▶ _Direction_: Copy out, word for word, the passage below on input documents for Amazon Textract.

A document can be in JPEG, PNG, PDF, or TIFF format. With PDF and TIFF format files, you can process multipage documents. For information about how Amazon Textract represents documents as Block objects, see Text Detection and Document Analysis Response Objects.

The following is an acceptable input document example.


                Image of a white piece of paper with a header Employment Application. The
                    next line says Application Information, the next Full Name: Jane Doe, the next
                    Phone Number: 555-0100, the next Home Address: 123 Any Street, AnyTown USA, the
                    next Mailing Address: same as above. Underneath is a table titled Previous
                    Employment History. It has five columns and four rows. The column titles are
                    Start Date, End Date, Employer Name, Position Held, and Reason for leaving. The
                    next row lists 1/15/2009, 6/30/2011, Any Company, Assistant baker, and
                    relocated. The next 7/1/2011, 8/10/2013, Example Corp. Baker, better opp. The
                    next 8/15/2013, Present, AnyCompany, head baker, and N/A, current.

For information about document limits, see Quotas in Amazon Textract.

For Amazon Textract synchronous operations, you can use input documents that are stored in an Amazon S3 bucket, or you can pass base64-encoded image bytes. For more information, see Calling Amazon Textract Synchronous Operations. For asynchronous operations, you need to supply input documents in an Amazon S3 bucket. For more information, see Calling Amazon Textract Asynchronous Operations.

▶ _Record excerpts_:
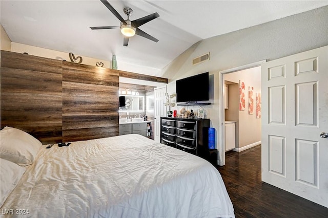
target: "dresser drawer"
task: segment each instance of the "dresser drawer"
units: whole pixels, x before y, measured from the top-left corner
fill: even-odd
[[[147,123],[136,123],[132,124],[132,131],[146,130],[147,129]]]
[[[177,143],[181,144],[182,145],[187,145],[192,147],[196,147],[196,140],[195,139],[188,138],[177,135],[176,142]]]
[[[168,145],[171,147],[175,147],[175,143],[172,142],[169,140],[165,140],[162,138],[161,144],[163,144],[164,145]]]
[[[132,124],[124,124],[119,125],[120,132],[127,132],[132,131]]]
[[[183,146],[183,145],[180,145],[177,143],[176,148],[188,153],[190,153],[191,154],[196,154],[196,149],[189,148],[187,146]]]
[[[182,136],[188,137],[189,138],[196,138],[196,131],[189,130],[188,129],[177,129],[177,134]]]
[[[162,119],[162,125],[170,126],[175,126],[175,121]]]
[[[184,129],[192,129],[196,130],[196,122],[190,121],[180,121],[176,122],[176,126],[178,128],[183,128]]]
[[[162,132],[162,138],[170,140],[172,142],[175,142],[175,135]]]
[[[162,125],[162,131],[170,133],[175,134],[175,127],[170,126]]]
[[[132,131],[133,134],[139,134],[139,135],[143,135],[144,136],[147,136],[147,130],[145,129],[143,130],[134,130]]]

▶ _Response to the exercise_:
A document can be in JPEG, PNG, PDF, or TIFF format. With PDF and TIFF format files, you can process multipage documents. For information about how Amazon Textract represents documents as Block objects, see Text Detection and Document Analysis Response Objects.

The following is an acceptable input document example.


                Image of a white piece of paper with a header Employment Application. The
                    next line says Application Information, the next Full Name: Jane Doe, the next
                    Phone Number: 555-0100, the next Home Address: 123 Any Street, AnyTown USA, the
                    next Mailing Address: same as above. Underneath is a table titled Previous
                    Employment History. It has five columns and four rows. The column titles are
                    Start Date, End Date, Employer Name, Position Held, and Reason for leaving. The
                    next row lists 1/15/2009, 6/30/2011, Any Company, Assistant baker, and
                    relocated. The next 7/1/2011, 8/10/2013, Example Corp. Baker, better opp. The
                    next 8/15/2013, Present, AnyCompany, head baker, and N/A, current.

For information about document limits, see Quotas in Amazon Textract.

For Amazon Textract synchronous operations, you can use input documents that are stored in an Amazon S3 bucket, or you can pass base64-encoded image bytes. For more information, see Calling Amazon Textract Synchronous Operations. For asynchronous operations, you need to supply input documents in an Amazon S3 bucket. For more information, see Calling Amazon Textract Asynchronous Operations.